PROBLEM TO SOLVE:
Where does the string "necklace" occur in the records? Copy each line that holds it.
=== Section Start ===
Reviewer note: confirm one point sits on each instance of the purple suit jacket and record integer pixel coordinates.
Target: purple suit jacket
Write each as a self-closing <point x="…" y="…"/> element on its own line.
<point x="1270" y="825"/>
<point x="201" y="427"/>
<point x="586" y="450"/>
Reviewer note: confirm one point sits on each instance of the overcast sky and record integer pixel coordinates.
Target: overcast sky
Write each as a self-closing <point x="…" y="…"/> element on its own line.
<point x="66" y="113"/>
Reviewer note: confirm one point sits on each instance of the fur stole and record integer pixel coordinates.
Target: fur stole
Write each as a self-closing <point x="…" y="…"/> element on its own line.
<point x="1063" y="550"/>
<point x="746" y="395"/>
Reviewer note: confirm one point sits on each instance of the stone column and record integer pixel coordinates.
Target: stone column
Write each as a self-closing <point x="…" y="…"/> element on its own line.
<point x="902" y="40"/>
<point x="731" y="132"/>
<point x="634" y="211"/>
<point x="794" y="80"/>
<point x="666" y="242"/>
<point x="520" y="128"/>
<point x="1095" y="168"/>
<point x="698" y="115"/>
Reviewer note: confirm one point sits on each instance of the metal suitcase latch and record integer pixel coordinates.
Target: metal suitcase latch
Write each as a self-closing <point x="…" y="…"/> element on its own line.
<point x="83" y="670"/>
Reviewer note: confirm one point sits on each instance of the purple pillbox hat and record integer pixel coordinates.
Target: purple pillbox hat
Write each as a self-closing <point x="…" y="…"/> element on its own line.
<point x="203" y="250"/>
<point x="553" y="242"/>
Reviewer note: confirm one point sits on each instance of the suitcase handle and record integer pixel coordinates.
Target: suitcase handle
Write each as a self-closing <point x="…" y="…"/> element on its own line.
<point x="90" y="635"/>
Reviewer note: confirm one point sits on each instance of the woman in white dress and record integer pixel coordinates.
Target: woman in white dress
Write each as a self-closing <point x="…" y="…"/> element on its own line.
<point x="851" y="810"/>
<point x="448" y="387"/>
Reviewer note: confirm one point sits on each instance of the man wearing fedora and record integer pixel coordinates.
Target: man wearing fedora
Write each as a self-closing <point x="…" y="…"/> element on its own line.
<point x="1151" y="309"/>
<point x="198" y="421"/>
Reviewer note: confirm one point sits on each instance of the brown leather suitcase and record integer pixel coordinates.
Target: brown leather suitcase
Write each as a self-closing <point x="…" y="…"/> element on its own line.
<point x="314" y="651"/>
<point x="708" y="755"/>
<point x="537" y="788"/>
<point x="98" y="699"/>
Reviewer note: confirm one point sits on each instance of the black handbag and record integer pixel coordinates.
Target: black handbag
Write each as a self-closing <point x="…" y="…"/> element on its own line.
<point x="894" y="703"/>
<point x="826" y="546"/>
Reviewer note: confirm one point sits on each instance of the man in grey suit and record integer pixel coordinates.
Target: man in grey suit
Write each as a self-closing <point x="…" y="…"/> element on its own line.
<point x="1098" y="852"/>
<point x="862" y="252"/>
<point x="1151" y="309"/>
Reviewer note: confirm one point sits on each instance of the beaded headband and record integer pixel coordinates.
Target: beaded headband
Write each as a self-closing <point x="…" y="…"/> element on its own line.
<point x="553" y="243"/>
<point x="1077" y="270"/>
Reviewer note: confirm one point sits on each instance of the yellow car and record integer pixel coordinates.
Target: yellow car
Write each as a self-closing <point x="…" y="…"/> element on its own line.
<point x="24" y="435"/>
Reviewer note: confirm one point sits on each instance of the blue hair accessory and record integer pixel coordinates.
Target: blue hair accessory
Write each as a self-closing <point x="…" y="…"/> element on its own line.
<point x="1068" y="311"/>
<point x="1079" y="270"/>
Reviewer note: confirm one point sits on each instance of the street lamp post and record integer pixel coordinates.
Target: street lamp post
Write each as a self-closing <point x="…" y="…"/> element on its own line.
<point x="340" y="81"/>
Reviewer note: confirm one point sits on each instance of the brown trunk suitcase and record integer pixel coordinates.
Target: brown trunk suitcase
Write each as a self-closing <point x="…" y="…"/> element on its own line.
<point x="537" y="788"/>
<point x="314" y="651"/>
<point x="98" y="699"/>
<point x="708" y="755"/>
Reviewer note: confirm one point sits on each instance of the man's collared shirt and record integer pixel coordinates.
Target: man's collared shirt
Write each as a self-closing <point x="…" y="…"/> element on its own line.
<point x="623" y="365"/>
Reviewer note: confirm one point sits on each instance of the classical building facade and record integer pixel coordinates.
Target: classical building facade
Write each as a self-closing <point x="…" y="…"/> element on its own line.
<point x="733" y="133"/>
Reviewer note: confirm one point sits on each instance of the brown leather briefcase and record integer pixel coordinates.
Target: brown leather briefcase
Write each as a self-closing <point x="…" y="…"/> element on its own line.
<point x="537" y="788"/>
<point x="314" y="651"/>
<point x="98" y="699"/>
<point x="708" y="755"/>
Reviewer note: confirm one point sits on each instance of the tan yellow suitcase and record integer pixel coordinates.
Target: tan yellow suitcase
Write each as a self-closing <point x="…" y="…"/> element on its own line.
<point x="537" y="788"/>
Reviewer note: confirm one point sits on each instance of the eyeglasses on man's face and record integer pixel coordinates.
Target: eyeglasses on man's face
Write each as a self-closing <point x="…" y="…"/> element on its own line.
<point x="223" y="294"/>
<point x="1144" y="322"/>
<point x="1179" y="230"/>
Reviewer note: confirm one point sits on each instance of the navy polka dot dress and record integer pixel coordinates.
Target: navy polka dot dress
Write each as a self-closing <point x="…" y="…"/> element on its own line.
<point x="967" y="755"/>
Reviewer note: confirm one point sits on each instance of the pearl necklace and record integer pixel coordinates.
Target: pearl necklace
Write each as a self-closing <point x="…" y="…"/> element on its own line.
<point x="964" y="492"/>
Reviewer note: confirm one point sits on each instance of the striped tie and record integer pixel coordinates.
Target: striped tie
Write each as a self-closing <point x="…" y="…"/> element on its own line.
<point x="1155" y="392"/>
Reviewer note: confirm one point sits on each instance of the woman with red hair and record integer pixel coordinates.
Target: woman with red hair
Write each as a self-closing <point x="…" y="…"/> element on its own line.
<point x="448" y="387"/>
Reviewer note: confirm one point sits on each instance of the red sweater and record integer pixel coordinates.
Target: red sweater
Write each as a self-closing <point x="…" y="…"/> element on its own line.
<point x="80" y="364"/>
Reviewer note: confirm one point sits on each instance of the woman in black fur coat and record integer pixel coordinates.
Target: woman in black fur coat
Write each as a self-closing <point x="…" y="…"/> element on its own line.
=== Section End ===
EXERCISE SOLUTION:
Reviewer note: confirm one point sits on each instance of the pearl necklace and record integer pixel coordinates.
Target: pearl necklace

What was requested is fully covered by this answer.